**Dataset records:**
........
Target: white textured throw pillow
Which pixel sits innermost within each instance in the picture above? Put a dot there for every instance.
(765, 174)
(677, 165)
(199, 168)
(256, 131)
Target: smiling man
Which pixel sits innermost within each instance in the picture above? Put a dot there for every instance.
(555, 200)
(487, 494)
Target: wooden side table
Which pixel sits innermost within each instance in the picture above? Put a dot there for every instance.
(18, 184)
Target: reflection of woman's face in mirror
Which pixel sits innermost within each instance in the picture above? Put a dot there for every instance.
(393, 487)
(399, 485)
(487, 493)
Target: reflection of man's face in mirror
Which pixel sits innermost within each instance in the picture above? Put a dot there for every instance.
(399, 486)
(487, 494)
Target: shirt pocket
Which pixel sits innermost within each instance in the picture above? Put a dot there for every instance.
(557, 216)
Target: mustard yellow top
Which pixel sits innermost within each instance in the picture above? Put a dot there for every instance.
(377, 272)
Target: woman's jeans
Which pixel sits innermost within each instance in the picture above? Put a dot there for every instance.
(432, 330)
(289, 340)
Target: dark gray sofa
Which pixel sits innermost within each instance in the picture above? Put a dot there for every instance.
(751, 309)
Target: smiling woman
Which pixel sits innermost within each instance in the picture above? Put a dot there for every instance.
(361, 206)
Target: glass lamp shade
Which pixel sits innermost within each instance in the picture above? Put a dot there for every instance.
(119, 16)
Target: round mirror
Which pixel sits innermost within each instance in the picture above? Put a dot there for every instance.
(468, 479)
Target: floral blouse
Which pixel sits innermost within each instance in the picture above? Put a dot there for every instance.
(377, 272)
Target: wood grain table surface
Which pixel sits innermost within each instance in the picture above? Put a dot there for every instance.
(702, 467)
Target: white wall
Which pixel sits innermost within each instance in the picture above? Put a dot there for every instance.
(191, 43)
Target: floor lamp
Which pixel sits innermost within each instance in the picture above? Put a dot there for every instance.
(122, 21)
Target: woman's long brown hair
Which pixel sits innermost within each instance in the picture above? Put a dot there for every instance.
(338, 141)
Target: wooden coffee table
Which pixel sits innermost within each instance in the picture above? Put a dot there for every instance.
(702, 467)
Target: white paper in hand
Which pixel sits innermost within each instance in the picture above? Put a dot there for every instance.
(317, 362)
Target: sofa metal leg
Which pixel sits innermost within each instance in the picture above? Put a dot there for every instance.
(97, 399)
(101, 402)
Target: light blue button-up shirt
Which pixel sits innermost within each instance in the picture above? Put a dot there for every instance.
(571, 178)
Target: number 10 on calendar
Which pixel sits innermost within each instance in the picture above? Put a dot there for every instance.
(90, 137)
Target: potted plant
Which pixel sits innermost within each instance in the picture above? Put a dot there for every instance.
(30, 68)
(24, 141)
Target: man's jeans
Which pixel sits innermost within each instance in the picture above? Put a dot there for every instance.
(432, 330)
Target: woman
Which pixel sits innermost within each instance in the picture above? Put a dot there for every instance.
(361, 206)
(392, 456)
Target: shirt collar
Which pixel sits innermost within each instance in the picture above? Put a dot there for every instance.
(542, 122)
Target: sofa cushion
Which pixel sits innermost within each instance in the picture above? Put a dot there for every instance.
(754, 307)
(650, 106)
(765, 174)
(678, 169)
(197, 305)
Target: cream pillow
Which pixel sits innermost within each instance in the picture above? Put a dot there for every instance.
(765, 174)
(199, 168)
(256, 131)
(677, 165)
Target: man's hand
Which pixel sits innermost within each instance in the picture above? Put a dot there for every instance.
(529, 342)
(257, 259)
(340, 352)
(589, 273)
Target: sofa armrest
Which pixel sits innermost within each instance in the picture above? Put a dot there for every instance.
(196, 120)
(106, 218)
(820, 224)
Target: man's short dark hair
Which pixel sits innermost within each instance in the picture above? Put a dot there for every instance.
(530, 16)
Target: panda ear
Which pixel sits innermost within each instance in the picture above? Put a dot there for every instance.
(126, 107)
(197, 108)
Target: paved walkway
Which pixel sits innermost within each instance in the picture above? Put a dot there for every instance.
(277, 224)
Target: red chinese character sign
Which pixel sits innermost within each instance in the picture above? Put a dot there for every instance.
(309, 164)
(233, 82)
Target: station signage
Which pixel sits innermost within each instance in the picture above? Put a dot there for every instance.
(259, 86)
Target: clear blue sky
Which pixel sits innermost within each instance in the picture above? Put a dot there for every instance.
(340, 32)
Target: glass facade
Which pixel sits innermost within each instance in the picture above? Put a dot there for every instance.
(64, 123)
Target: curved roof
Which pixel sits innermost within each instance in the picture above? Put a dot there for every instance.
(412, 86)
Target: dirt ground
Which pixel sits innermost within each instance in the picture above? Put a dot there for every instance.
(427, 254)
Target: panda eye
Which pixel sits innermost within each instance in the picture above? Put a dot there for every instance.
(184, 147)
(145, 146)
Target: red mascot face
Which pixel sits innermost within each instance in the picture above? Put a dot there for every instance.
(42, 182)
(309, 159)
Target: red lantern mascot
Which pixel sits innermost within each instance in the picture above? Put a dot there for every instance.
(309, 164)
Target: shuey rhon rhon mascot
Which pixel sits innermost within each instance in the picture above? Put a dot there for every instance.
........
An exact copy of the data is needed, running from its first line through the line that holds "Target: wooden side table", and nothing beyond that.

**Response to the task:**
Target: white textured throw pillow
Which pixel sits innermost within each instance in the picture above? Put a dot there for every instance.
(765, 174)
(677, 165)
(199, 168)
(256, 131)
Target: smiling man
Which pixel sits innermost within each instance in the picture above? Put a dot there for every instance.
(555, 200)
(487, 494)
Target: wooden side table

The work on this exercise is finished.